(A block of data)
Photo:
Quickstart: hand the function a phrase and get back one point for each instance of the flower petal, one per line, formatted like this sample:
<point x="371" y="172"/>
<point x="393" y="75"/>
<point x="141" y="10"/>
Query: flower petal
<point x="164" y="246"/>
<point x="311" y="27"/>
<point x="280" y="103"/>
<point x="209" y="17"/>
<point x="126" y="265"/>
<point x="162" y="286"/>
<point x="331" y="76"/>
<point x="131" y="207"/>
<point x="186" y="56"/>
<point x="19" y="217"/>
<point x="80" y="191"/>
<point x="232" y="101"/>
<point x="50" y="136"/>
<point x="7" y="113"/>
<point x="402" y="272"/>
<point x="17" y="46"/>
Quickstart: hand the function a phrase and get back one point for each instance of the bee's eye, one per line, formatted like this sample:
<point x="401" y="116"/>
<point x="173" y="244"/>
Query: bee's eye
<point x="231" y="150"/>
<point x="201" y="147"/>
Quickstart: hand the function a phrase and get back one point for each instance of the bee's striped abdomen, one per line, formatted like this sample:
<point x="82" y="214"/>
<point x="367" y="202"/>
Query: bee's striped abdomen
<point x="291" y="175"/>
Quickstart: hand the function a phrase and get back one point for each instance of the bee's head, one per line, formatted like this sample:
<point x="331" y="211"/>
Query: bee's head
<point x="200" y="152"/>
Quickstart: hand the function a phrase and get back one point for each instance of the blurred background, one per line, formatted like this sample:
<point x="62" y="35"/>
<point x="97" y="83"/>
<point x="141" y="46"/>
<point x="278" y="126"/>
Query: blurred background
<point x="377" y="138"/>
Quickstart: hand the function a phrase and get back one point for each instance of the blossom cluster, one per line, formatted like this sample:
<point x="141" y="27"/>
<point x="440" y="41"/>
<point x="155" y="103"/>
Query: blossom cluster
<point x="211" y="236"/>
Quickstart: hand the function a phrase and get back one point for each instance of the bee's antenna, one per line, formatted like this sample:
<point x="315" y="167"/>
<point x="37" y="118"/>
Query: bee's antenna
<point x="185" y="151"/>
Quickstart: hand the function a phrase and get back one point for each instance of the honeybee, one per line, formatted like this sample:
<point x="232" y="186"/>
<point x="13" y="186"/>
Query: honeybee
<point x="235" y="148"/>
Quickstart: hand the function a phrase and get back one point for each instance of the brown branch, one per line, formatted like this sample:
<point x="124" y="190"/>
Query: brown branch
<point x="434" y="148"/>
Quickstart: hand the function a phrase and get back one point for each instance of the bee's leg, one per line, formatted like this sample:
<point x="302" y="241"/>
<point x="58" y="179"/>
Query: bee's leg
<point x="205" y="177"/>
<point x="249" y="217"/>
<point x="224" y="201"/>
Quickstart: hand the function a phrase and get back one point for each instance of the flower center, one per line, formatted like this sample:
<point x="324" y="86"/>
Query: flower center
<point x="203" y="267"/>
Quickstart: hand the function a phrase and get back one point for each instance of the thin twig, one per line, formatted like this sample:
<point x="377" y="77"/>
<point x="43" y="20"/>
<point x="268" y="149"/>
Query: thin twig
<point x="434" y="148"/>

-- Problem to solve --
Rewrite the lines starting with the one that contains "of the thin" and running through the last line, swapping "thin twig" for "slender twig" and changing nothing else.

-- Complete response --
Quickstart: hand the function a phrase and get back one point for each instance of the slender twig, one per line, formatted like this sample:
<point x="377" y="77"/>
<point x="43" y="20"/>
<point x="268" y="149"/>
Query: slender twig
<point x="434" y="148"/>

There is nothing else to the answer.